▶ _WHAT YOU HAVE TO DO_: Return, unaltered, every line from the beginning of the material below up to and including the one with "hiya, just a dot on the thick".

MATERIAL FOR THIS EXERCISE Block Start

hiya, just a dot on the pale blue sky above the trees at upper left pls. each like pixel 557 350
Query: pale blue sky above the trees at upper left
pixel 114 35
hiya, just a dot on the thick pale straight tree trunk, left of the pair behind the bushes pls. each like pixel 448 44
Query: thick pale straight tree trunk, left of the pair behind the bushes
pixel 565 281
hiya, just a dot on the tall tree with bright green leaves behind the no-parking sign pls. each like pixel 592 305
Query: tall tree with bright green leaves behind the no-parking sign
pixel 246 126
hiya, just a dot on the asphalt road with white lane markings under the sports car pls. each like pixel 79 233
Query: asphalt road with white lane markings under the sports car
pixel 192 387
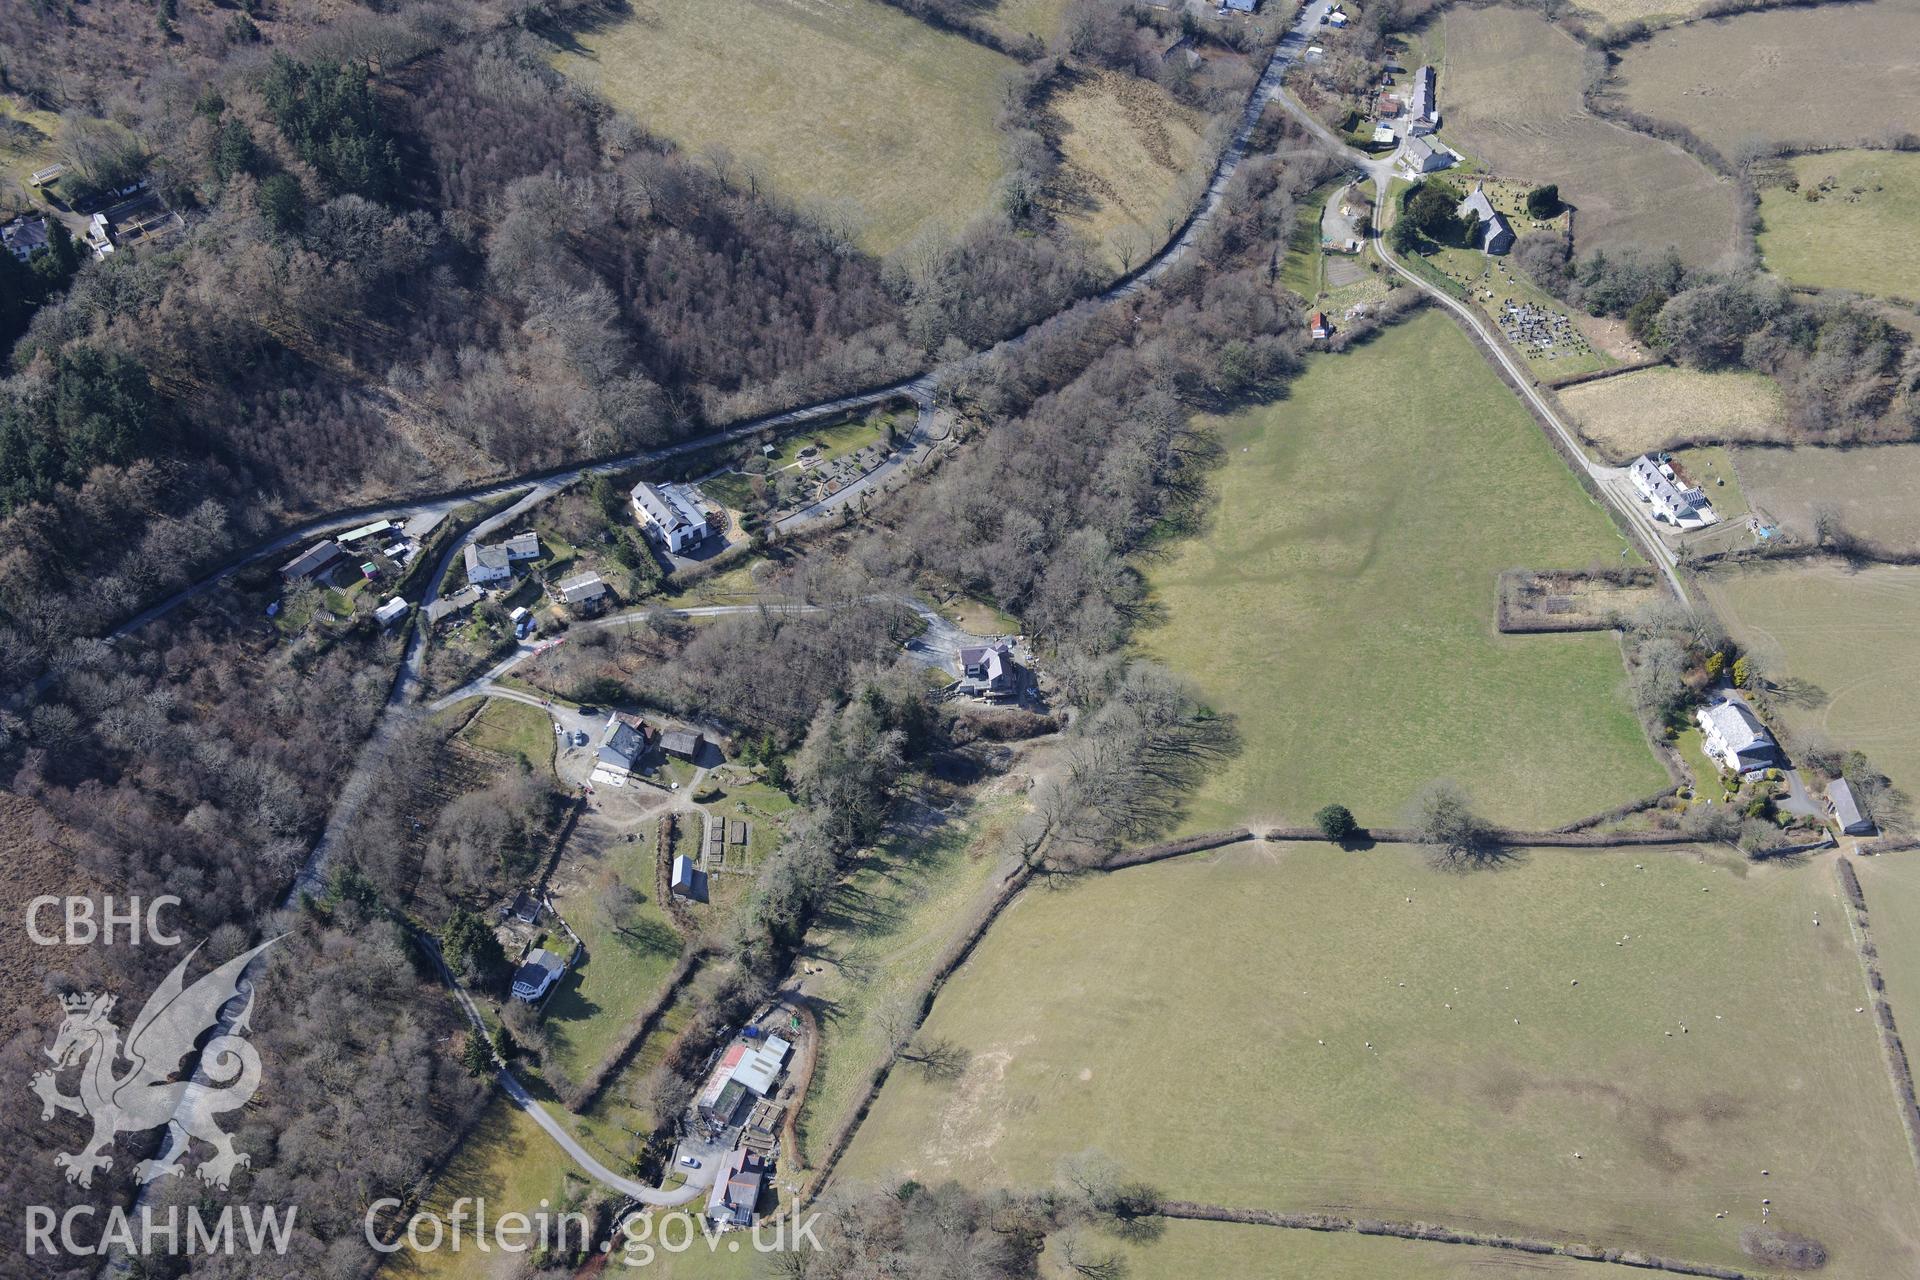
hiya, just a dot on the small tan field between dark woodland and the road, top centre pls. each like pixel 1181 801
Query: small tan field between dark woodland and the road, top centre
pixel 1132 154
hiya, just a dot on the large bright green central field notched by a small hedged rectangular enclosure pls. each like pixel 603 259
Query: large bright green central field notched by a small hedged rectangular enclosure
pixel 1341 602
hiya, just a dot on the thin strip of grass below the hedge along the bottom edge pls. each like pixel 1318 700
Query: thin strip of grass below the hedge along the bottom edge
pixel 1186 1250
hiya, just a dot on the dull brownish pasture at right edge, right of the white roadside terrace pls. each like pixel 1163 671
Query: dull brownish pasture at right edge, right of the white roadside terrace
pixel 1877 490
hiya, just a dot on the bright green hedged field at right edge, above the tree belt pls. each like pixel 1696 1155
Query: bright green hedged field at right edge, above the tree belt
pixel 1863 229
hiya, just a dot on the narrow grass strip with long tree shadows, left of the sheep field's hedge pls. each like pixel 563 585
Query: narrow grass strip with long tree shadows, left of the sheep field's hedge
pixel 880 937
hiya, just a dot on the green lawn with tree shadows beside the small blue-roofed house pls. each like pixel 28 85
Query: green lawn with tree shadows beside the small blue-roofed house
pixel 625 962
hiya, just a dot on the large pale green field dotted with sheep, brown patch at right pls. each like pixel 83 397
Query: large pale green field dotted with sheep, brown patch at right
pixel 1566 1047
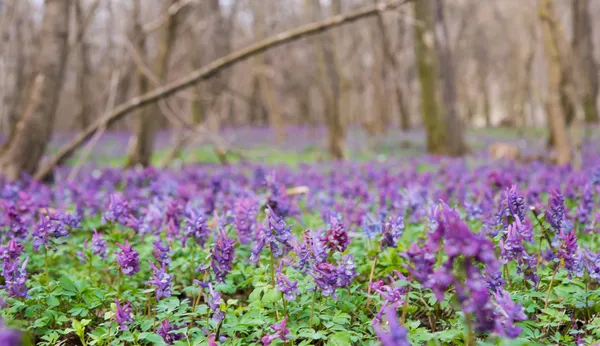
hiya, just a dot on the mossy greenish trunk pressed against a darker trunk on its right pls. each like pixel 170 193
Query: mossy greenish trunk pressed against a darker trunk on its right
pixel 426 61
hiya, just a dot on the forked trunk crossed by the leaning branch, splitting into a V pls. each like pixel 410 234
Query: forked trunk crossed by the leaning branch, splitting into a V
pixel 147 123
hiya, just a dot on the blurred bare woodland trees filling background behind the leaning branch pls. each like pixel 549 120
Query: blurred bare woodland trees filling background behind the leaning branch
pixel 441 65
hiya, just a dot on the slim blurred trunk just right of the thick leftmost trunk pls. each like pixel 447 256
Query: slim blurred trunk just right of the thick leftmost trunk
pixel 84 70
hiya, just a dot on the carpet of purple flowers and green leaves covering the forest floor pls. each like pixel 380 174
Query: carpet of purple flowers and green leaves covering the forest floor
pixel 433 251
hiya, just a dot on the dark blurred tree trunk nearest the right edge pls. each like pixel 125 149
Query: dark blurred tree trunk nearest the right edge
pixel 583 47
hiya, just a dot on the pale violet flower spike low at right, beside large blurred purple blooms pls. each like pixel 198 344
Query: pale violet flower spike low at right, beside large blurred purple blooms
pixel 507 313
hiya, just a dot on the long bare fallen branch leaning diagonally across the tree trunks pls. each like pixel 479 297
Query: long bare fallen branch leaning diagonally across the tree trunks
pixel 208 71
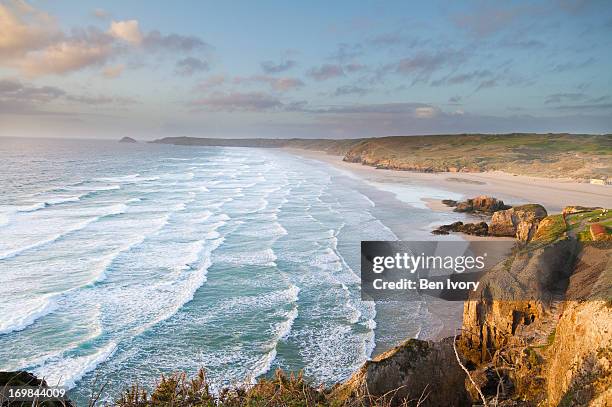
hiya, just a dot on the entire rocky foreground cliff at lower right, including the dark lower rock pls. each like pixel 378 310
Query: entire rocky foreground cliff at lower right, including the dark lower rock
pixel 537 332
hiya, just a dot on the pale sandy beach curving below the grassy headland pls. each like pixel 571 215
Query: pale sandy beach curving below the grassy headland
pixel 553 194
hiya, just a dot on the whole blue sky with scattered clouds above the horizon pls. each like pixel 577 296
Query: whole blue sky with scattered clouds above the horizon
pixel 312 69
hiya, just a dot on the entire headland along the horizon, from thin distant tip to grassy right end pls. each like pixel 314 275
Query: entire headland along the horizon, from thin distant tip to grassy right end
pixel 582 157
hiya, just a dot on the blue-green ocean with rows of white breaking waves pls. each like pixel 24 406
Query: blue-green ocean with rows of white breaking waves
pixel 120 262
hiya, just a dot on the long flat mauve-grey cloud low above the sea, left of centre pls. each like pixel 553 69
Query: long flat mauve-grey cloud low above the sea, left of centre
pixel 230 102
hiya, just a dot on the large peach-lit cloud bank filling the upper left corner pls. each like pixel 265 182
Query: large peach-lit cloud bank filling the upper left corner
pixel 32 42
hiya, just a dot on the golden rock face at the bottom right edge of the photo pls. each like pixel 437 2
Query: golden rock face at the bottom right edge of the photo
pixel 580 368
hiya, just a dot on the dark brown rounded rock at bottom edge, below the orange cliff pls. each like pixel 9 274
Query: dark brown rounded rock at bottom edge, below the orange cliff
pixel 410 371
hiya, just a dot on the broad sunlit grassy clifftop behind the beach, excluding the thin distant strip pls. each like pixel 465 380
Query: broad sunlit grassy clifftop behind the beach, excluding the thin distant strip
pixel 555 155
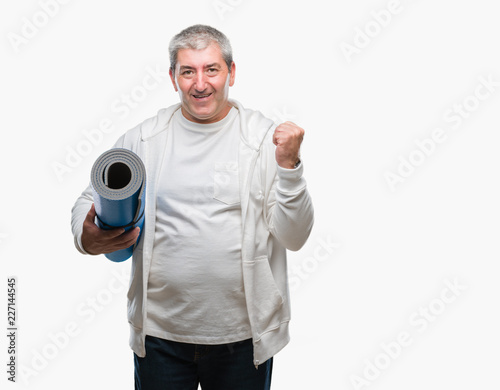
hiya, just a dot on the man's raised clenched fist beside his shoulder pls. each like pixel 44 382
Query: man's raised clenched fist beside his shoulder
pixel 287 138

MATERIAL FOR THIS EXERCISE Block End

▶ _RESPONSE BELOW_:
hiya, just a dot on the pale blue sky above the trees at upper left pls. each like pixel 557 350
Query: pale blue sky above the trees at upper left
pixel 114 35
hiya, just a dot on the thick pale straight tree trunk, left of the pair behind the bushes pls. each like pixel 448 44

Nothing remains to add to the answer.